Text excerpt:
“If you took it, just leave our carts with us,” Fernandez said. “Leave it on the street and call us or text us or whatever.”
DUNCANVILLE, Texas — Like so many small businesses crippled by COVID-19, The Tamale Company has been forced to pivot during the pandemic if it wants to continue making money.
The business, which was launched in 2008, began selling small batches of tamales in local markets and hosting small events. After a few years, the team started doing big weddings and corporate events.
When the pandemic canceled plans, their client list dwindled.
Thus, Israel Fernandez and his family adapted. They opened a small brick-and-mortar store in Duncanville offering unique artisan culinary products, pre-packaged foods and daily hot lunches.
“It’s our plan B,” said co-owner Israel Fernandez. “We started cooking small portions and adding to the takeout section.”
As the store continues to grow, there are also catering opportunities as people begin to feel more comfortable hosting large events. By Sunday night, Fernandez had completed a major restoration job that ended late. Instead of taking his van to his warehouse in Duncanville, he parked it outside his home in Oak Cliff because it was late and he was tired.
“The next morning, Memorial Day, I went to look at the car…I looked outside and it was gone,” Fernandez said. “We were freaking out, calling the cops…calling insurance and stuff. It was really, really bad.
Fernandez said someone stole his catering van, the trailer attached to it, and the custom carts inside the trailer.
“All the equipment is tailor-made for us, so that’s what hurts the most,” Fernandez said.
One of the carts was used to serve horchata drinks, and the other is a custom bike cart the company used to serve tamales at catering events.
“It’s like someone comes to your house and takes something away from you,” Fernandez said. “It’s like that because we put a lot of heart into the equipment we had.”
He said they had enough vans and equipment to continue operating, but the stolen carts could not be replaced.
Many people took to social media to support The Tamale Company, and Fernandez said he and his family lean into gratitude for their community.
“It’s been amazing, honestly,” Fernandez said. “We didn’t expect so many people to reach out to us. We’re just so grateful, honestly, from the bottom of my heart. I really appreciate that.”

Input data:
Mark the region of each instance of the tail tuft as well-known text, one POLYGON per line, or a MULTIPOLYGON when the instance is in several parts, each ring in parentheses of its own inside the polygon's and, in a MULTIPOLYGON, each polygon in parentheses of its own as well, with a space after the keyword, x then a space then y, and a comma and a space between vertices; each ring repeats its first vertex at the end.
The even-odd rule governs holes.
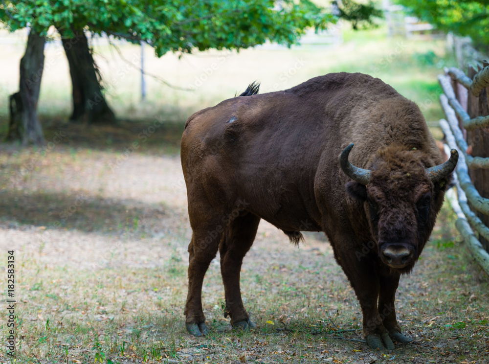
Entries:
* * *
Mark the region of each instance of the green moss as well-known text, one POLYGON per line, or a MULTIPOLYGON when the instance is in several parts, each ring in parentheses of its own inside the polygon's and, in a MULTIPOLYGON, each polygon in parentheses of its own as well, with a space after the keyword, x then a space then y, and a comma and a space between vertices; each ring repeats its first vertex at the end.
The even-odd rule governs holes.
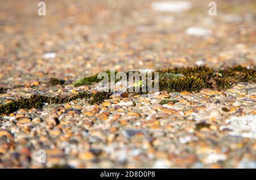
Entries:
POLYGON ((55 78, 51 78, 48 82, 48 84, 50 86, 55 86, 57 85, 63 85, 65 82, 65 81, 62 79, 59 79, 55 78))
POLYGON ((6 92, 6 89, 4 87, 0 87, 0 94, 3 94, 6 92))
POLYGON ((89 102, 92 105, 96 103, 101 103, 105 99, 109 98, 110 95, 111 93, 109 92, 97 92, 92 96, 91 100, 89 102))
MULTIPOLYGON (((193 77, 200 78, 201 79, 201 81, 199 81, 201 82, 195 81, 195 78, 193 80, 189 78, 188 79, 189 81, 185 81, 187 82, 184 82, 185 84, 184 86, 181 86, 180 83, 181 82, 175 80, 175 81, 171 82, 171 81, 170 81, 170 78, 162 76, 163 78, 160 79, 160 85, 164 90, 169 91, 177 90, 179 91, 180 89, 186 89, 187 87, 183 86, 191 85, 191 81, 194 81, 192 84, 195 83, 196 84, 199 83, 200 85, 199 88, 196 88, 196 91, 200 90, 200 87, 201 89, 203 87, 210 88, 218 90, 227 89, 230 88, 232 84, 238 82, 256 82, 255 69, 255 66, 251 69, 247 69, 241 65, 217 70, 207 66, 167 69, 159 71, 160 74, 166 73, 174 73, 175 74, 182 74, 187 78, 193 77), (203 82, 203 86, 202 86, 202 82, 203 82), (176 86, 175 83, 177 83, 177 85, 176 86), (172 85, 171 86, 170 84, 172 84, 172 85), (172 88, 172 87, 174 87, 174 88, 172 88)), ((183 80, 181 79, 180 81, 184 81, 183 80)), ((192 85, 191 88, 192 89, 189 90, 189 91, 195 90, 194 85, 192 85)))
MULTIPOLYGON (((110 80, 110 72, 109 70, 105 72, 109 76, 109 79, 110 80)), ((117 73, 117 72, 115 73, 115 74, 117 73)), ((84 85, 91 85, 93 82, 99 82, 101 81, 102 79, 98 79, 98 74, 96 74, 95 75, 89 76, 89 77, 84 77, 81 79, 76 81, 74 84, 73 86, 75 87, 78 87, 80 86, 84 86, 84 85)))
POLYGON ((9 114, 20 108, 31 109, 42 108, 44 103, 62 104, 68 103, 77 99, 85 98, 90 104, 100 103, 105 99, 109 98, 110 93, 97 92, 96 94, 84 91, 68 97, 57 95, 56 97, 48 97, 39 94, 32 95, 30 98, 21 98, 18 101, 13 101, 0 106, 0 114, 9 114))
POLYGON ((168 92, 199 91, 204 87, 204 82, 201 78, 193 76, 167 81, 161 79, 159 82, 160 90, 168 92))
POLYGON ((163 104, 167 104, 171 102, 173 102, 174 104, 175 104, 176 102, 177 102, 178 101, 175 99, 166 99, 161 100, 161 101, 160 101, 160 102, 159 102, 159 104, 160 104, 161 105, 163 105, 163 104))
* * *
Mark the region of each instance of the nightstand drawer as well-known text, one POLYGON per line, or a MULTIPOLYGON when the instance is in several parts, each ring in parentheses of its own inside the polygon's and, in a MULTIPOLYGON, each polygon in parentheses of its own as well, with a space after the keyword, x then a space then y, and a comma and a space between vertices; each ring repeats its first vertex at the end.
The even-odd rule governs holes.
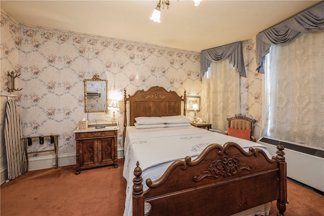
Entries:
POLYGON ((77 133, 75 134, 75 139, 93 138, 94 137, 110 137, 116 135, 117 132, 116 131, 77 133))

Study questions:
1. From the Tamale Company article, write out everything from "The business, which" down to "daily hot lunches.".
2. Decide whether each statement agrees with the Tamale Company article, answering yes or no and quoting the words of the article that decide it. (a) The Tamale Company was launched in 2008. (b) On Sunday night, Fernandez parked the van at his warehouse in Duncanville. (c) The stolen carts could be replaced.

Solutions to each task:
1.
The business, which was launched in 2008, began selling small batches of tamales in local markets and hosting small events. After a few years, the team started doing big weddings and corporate events.
When the pandemic canceled plans, their client list dwindled.
Thus, Israel Fernandez and his family adapted. They opened a small brick-and-mortar store in Duncanville offering unique artisan culinary products, pre-packaged foods and daily hot lunches.

2.
(a) Yes: "The business, which was launched in 2008"
(b) No: "Instead of taking his van to his warehouse in Duncanville, he parked it outside his home in Oak Cliff"
(c) No: "but the stolen carts could not be replaced."